• **What the task requires**:
Rewrite the material starting at the line that contains "Exercise. Point out the green foliage" and ending at the end of the material, keeping every line and shifting each coordinate by adding 140 to it.

• **Stored rows**:
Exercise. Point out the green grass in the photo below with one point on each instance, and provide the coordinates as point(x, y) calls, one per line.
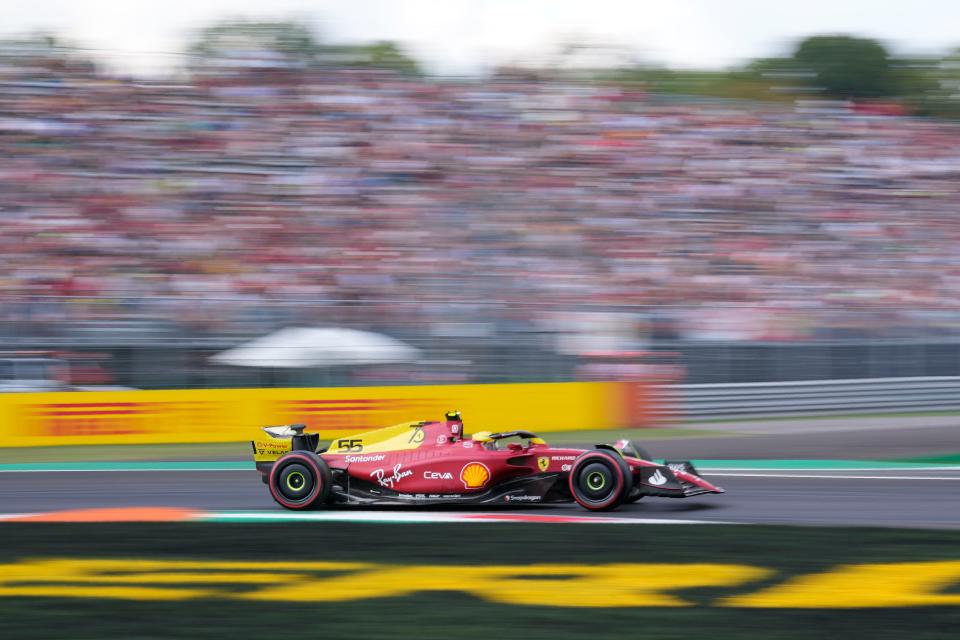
point(241, 450)
point(456, 615)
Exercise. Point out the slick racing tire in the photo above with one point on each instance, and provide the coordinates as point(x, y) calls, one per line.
point(600, 480)
point(300, 480)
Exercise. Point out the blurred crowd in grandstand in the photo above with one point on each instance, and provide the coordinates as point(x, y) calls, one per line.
point(247, 197)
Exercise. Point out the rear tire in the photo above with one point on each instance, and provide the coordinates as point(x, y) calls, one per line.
point(300, 480)
point(599, 480)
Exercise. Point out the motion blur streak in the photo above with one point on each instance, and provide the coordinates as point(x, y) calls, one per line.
point(902, 584)
point(561, 585)
point(905, 584)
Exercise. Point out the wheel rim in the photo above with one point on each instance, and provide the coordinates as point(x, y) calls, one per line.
point(296, 482)
point(596, 482)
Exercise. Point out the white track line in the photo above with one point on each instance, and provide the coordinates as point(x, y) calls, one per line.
point(474, 518)
point(831, 477)
point(147, 470)
point(720, 470)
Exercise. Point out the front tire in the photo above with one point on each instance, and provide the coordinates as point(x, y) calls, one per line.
point(599, 480)
point(300, 480)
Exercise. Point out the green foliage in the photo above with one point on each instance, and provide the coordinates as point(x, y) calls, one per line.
point(292, 44)
point(848, 67)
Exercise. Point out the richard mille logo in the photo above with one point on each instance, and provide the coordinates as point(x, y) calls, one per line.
point(657, 478)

• **Exercise output**:
Exercise. Point out the green foliage in the photo above with one point on each instance, and provide the coordinates as point(x, y) calls, one per line.
point(432, 184)
point(988, 207)
Exercise. Point out the richard mille logo in the photo above with one point on each instance, and provide the coordinates as point(x, y) calls, one per line.
point(797, 618)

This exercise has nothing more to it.